PROBLEM DESCRIPTION ▸ Each entry should be repeated exactly. Its pictures should not be.

ENTRIES SHOWN ▸
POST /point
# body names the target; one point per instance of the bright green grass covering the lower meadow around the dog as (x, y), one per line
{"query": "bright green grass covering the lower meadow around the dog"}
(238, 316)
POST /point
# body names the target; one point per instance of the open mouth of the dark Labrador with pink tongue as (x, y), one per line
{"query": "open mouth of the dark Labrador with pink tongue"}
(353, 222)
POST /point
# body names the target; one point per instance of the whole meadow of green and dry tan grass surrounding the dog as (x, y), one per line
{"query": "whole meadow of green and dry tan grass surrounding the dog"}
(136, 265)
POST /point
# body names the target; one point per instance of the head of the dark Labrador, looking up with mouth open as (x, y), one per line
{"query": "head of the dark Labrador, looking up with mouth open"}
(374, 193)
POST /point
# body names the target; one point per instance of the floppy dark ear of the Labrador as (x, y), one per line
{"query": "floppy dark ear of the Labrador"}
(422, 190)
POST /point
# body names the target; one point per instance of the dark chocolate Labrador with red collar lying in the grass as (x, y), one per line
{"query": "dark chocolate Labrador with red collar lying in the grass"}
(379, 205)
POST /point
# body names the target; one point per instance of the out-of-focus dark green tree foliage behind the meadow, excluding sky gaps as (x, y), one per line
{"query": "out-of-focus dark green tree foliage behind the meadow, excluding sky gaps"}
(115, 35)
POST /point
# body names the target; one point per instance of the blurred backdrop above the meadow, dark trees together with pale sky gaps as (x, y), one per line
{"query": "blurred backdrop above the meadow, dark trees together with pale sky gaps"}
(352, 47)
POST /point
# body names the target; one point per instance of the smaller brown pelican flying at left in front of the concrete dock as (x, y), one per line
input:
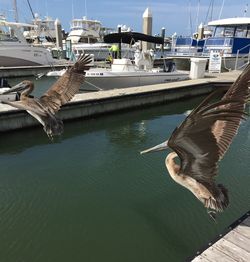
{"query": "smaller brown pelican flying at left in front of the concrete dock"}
(62, 91)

ANSWER SPACE ▸
POST /point
# body names the target; one point per instance of the bright green grass covering the lower meadow around the dog as (x, y), one per line
{"query": "bright green grass covering the lower meadow around the dog"}
(238, 316)
POST /point
# body names the target; one point per instance of the open mouth of the dark Labrador with pink tongue as (x, y), one per line
{"query": "open mouth of the dark Labrador with pink tongue"}
(353, 222)
POST /point
# body names the target; one point per instance of the whole meadow of green and dry tan grass surrounding the dog as (x, y), one per line
{"query": "whole meadow of green and dry tan grass surrounding the dog"}
(136, 265)
POST /point
# body names the target; one point per instance of the head of the dark Labrador, looking up with mouth open as (x, y), one per line
{"query": "head of the dark Labrador, looking up with mouth open"}
(374, 193)
POST /point
# body names the target; one point per instance of the floppy dark ear of the Labrador as (x, y), one per line
{"query": "floppy dark ear of the Labrador"}
(422, 190)
POST /point
# body names the target; one point per instance of the dark chocolate Labrador with red collar lying in the grass as (x, y), one per line
{"query": "dark chocolate Labrador with red collar lying in the grass"}
(379, 205)
POST /point
# body names the target; one point per instance of the out-of-focus dark green tree foliage behind the meadow, excluding sky gaps as (x, y), one per line
{"query": "out-of-focus dark green tree foliage behind the meadow, excluding sky gaps"}
(115, 35)
POST /point
# body names the target; one point per instance of the blurred backdrop above the meadow, dark trees together with pale sky gaps as (x, y), one per line
{"query": "blurred backdrop above the meadow, dark trees together with pale sky gaps"}
(352, 47)
POST /point
# body names the target; one point per instance of the smaller brown pelican flying at left in front of the concrete dock as (x, y), one per line
input:
{"query": "smaller brown pelican flying at left in front of the concrete dock"}
(62, 91)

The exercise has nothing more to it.